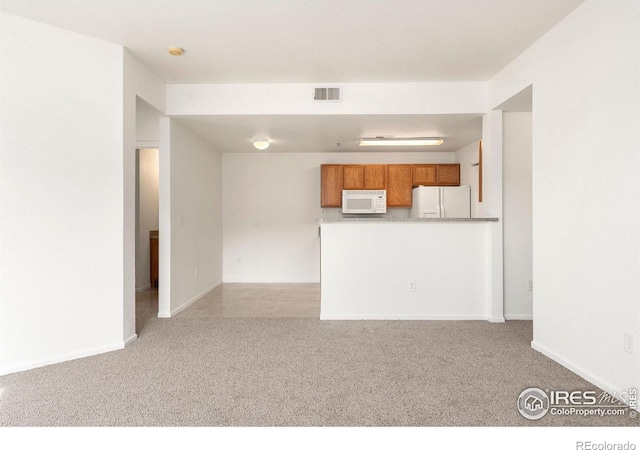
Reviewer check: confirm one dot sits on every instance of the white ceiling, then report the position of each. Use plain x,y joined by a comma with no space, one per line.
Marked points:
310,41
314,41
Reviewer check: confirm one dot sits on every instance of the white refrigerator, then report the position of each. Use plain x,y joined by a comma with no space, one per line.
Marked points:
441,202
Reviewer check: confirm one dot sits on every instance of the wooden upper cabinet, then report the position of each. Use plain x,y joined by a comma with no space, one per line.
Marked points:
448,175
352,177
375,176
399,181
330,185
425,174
○ ○ ○ ○ ○
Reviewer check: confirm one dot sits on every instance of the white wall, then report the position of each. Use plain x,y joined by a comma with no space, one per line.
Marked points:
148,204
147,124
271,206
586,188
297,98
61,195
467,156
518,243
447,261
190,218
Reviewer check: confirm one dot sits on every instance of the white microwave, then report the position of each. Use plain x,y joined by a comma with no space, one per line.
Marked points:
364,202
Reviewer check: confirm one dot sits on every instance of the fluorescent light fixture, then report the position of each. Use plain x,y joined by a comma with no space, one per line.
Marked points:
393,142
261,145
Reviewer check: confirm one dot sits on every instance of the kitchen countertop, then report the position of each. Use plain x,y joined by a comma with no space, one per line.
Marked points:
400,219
○ ○ ○ ○ ○
▶ **What you are asked to do**:
Count the lines in the items above that contain the word "white" and reply with that number alone.

▶ **Response to this exercise**:
4